Exercise requirements:
a – Answer these from the blog post on reading the Iliad:
(i) What does the writer say this might turn into?
(ii) What has the writer not even glanced at?
(iii) For whom does the writer find themselves blogging for the first time in a long time?
b – Print the part of the Iliad blog post between "On death, control" and "of The Iliad.", inclusive, word for word.

[START OF Excerpt to read]

On death, control and reading the Iliad by Homer

This might turn into a series. I could have Iliad-withdrawal. I have so much to say about the epic that my mind seems to come up with fuzzy nothings about all other books lately. Maybe I should give up trying to write anything other than the delighted swooning ramblings brought on by my successful (yes, it still surprises me) reading of The Iliad. 
Disclaimer: In all honesty, I haven’t even glanced at the thousands of literary analyses out there that would surely help me understand the poem better. I should perhaps do that, but I only want other opinions once I’m done processing mine – and God knows when that will be. For the first time in a long time, I find myself blogging for me, and not for the reader. I’m writing to feed the pressing need to express. So, of course, I will end up saying things that are in-your-face obvious and I hope this little disclaimer of mine will keep you from rolling your eyes and going, “geez, everyone knows that.”

[END OF Excerpt to read]
[START OF Supplied records]

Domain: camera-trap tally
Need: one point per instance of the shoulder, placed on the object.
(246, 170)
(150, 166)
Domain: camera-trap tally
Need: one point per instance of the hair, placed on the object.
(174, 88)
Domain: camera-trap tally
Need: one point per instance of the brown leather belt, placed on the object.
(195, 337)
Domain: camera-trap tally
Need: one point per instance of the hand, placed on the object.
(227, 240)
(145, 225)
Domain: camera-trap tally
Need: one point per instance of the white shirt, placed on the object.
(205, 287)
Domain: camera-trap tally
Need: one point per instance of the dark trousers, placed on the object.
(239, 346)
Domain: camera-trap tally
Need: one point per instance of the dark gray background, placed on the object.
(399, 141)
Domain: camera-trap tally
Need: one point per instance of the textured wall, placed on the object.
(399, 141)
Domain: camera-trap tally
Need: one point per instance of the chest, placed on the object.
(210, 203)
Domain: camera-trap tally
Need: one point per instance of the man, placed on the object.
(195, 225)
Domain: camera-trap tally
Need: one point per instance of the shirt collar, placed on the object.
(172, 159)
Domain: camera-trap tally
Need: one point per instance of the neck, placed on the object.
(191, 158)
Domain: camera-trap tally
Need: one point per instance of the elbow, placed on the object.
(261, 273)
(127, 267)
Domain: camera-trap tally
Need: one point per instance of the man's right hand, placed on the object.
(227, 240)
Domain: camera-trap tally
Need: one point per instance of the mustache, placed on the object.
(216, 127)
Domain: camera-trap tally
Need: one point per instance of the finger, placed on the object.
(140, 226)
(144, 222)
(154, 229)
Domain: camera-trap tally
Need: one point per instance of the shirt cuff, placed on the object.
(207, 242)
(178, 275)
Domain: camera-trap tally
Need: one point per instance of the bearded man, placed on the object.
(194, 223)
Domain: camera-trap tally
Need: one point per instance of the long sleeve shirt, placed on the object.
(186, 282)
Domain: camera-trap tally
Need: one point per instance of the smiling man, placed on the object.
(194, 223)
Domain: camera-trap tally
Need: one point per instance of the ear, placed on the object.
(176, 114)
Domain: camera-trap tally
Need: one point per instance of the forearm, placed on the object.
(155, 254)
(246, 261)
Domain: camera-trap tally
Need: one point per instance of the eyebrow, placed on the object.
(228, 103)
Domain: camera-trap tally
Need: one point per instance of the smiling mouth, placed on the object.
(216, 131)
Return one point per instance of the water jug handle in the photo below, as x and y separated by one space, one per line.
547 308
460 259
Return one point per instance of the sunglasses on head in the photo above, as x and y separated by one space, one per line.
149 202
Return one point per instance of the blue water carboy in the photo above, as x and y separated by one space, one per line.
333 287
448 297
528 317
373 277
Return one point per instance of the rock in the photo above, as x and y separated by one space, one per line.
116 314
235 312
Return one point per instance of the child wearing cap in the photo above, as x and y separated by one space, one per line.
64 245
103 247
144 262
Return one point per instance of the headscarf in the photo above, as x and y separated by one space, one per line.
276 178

[END OF Supplied records]

In response:
a –
(i) A series.
(ii) The thousands of literary analyses that would surely help in understanding the poem better.
(iii) For the writer, not for the reader.

b –
On death, control and reading the Iliad by Homer

This might turn into a series. I could have Iliad-withdrawal. I have so much to say about the epic that my mind seems to come up with fuzzy nothings about all other books lately. Maybe I should give up trying to write anything other than the delighted swooning ramblings brought on by my successful (yes, it still surprises me) reading of The Iliad.